# AVAILABLE DATA
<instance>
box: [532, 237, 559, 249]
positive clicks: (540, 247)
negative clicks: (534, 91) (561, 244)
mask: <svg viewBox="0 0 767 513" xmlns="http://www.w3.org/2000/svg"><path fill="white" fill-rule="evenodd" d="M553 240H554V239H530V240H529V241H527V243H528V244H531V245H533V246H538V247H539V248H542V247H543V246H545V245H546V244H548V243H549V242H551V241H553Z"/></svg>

# TASK GOAL
So that nothing is lost, write out each record exactly as it appears above.

# EXERCISE OUTPUT
<instance>
box: [532, 237, 559, 249]
positive clicks: (540, 247)
negative clicks: (534, 91) (561, 244)
mask: <svg viewBox="0 0 767 513" xmlns="http://www.w3.org/2000/svg"><path fill="white" fill-rule="evenodd" d="M553 240H554V239H530V240H529V241H527V243H528V244H531V245H533V246H538V247H539V248H542V247H543V246H545V245H546V244H548V243H549V242H551V241H553Z"/></svg>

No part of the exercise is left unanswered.